*Your task*:
Can you write out the records below again, replacing every "stone masonry wall" with "brick wall" and leaving everything else unchanged?

►

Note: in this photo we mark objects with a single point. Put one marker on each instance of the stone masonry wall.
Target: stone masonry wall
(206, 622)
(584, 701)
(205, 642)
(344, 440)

◄

*Reply to the task*:
Note: in this photo we mark objects with a single point. Put one marker on each instance of the brick wall.
Target: brick wall
(206, 622)
(584, 701)
(205, 642)
(344, 440)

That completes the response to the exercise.